Required action: Without omission or alteration, write out all of the data.

Dataset records:
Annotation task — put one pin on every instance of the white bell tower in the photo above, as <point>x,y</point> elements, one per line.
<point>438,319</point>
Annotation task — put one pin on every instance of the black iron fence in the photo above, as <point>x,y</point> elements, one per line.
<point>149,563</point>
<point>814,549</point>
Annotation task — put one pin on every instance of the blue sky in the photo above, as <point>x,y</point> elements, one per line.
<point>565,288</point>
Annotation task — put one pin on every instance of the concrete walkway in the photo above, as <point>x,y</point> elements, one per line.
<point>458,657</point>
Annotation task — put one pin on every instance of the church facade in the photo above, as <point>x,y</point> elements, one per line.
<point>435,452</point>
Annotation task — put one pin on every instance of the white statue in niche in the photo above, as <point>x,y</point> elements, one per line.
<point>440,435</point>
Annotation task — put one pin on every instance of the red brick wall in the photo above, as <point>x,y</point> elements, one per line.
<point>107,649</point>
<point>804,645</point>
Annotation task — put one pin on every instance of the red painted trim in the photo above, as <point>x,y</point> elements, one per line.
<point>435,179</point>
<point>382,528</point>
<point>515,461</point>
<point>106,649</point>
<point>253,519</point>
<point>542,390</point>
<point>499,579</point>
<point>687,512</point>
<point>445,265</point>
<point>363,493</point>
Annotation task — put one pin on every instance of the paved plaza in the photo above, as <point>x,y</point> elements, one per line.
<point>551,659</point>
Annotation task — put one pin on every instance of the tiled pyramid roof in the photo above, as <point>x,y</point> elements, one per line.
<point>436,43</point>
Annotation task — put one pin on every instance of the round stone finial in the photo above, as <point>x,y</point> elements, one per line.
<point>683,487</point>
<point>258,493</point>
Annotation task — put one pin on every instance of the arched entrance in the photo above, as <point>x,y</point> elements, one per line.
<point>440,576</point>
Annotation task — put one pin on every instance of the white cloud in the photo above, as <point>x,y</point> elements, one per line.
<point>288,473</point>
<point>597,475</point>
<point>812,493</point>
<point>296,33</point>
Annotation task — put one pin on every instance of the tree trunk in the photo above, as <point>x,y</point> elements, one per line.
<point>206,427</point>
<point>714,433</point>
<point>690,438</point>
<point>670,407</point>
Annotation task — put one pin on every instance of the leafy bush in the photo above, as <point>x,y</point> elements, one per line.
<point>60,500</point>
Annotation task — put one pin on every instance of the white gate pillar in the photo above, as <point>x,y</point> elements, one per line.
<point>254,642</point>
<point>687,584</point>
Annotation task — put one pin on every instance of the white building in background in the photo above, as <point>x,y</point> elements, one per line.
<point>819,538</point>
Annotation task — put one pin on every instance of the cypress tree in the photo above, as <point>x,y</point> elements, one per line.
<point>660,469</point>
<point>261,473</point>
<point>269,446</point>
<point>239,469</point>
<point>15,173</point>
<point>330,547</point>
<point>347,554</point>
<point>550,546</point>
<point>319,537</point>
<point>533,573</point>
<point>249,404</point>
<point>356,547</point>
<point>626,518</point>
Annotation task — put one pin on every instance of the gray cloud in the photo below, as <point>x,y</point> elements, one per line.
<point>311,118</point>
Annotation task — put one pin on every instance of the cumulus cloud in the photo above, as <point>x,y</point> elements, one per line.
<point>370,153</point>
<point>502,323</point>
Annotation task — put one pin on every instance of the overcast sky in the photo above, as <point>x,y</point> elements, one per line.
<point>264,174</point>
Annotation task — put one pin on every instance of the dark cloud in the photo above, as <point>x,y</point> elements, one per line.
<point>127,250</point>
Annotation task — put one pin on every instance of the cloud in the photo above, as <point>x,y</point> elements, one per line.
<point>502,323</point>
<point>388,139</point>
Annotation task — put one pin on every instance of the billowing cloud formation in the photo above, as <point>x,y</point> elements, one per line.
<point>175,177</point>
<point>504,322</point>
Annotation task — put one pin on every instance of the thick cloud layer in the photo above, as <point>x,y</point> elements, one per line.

Solved exercise:
Annotation task — put one pin on every instance of the white bell tower in the photo above, as <point>x,y</point> elements, one per line.
<point>438,319</point>
Annotation task — put one pin on every instance of the black iron fence in the photo above, as <point>x,y</point> elements, one per line.
<point>149,563</point>
<point>814,549</point>
Annotation task — put one pin on every instance of the blue sky in the photo above, as <point>x,y</point> elements, one per line.
<point>565,288</point>
Annotation task — put one pin on every instance of the concrete walkway in the photo above, as <point>x,y</point> elements, one per line.
<point>458,657</point>
Annotation task — put one pin on every instance of the church facade in the photo above, as <point>x,y</point> elements, one per line.
<point>435,452</point>
Annotation task — put one pin on every instance of the white statue in niche in the photo above, as <point>x,y</point> elements, one per line.
<point>440,435</point>
Annotation task — put one pin on every instance of the red brick wall in the photo above, as <point>x,y</point> elements, one per line.
<point>107,649</point>
<point>804,645</point>
Annotation task — put one pin on every instance of the red painted trim in the photo above, as <point>x,y</point> elements, one per line.
<point>435,179</point>
<point>382,528</point>
<point>515,461</point>
<point>106,649</point>
<point>253,519</point>
<point>542,390</point>
<point>499,579</point>
<point>687,512</point>
<point>445,265</point>
<point>363,493</point>
Annotation task — put one pin on every instance of the paved plaza in the photo above, as <point>x,y</point> elements, one per line.
<point>551,659</point>
Annotation task — put one pin on every instance of the tiled pyramid roof in the photo above, as <point>x,y</point> elements, one per line.
<point>436,43</point>
Annotation task — put one pin on every instance of the round stone finial in the photo above, as <point>x,y</point> elements, one per line.
<point>683,487</point>
<point>258,493</point>
Annotation task — put one pin on every instance of the arched entrance in the photo above, as <point>x,y</point> elements, one per line.
<point>440,576</point>
Annotation task — put one pin on every instance of the white cloud in the photo above, as <point>x,y</point> elements, one per line.
<point>288,473</point>
<point>597,475</point>
<point>812,493</point>
<point>296,33</point>
Annotation task — put one pin on every instance of the tree trunk in the photo above, as <point>x,y</point> elements, one per line.
<point>206,427</point>
<point>714,433</point>
<point>690,438</point>
<point>670,407</point>
Annotation task — put one pin on every instance of the leafy bush in the photo above, as <point>x,y</point> elements, one per line.
<point>60,500</point>
Annotation task — put one pin on every instance of the white gate pillar in the photo above, as <point>x,y</point> elements, one per line.
<point>254,642</point>
<point>687,584</point>
Annotation task — put one pin on every instance of the white building in background in the photo above, as <point>x,y</point> elements, one per line.
<point>819,538</point>
Annotation task — put one pin on every instance of the cypress tree in the photo above, as <point>x,y</point> elements, one per line.
<point>660,469</point>
<point>261,473</point>
<point>269,446</point>
<point>239,469</point>
<point>15,173</point>
<point>330,547</point>
<point>347,554</point>
<point>550,546</point>
<point>319,537</point>
<point>533,573</point>
<point>249,404</point>
<point>356,547</point>
<point>626,518</point>
Annotation task — put one pin on every instance of the gray cloud in the photo below, as <point>x,y</point> elements, one per line.
<point>311,118</point>
Annotation task — put one pin on every instance of the cumulus cloud in the photo above, as <point>x,y</point> elements, one per line.
<point>370,153</point>
<point>502,323</point>
Annotation task — put one pin on every instance of the overcast sky in the photo above, as <point>x,y</point> elements, one per line.
<point>264,174</point>
Annotation task — put one pin on every instance of the dark cloud in the photo above, as <point>x,y</point> elements, one per line.
<point>127,250</point>
Annotation task — put one pin on every instance of the cloud in the photo above, as <point>x,y</point> elements, one per line.
<point>502,323</point>
<point>388,139</point>
Annotation task — put one pin on every instance of the billowing cloud formation in the photo above, as <point>x,y</point> elements, one per line.
<point>175,177</point>
<point>504,322</point>
Annotation task — put one pin on every instance of the thick cloud layer in the photo above, as <point>x,y</point> elements, one per line.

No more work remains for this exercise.